━━━ DATA SHOWN ━━━

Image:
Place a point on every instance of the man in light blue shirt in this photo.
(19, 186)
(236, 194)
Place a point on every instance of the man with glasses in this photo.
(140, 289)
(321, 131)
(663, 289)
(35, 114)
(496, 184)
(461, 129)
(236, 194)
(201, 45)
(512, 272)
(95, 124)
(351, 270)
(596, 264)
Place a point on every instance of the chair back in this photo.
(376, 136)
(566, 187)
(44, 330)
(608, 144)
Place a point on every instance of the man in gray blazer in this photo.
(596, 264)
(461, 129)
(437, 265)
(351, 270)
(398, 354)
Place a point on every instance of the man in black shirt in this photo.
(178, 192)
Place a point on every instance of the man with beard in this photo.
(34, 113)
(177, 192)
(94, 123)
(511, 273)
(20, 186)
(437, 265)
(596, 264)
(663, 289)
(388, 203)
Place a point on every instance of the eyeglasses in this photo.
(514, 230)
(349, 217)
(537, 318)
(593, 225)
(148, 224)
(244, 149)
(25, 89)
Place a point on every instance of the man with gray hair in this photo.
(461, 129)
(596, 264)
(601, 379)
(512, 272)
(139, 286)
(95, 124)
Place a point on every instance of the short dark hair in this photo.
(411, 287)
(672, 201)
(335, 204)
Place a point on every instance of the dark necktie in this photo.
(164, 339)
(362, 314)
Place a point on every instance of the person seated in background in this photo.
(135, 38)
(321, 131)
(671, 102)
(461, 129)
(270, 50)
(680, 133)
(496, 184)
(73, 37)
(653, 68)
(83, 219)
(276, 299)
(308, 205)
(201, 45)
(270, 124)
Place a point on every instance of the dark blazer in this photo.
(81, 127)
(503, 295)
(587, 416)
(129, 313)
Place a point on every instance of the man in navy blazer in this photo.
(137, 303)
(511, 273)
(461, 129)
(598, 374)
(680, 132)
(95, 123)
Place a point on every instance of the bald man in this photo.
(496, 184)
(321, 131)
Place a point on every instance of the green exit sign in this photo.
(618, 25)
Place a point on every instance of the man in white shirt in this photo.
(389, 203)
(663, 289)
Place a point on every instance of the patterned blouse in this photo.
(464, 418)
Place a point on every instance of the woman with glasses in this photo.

━━━

Add 79 to each coordinate in the data, from the line with "Place a point on every instance of the patterned" through the end of the data, and write out every line of that stretch again with the new values.

SOLUTION TO THIS TASK
Place a point on every instance of the patterned blouse in this photo.
(543, 497)
Place a point on every instance of the woman with glasses in this photo.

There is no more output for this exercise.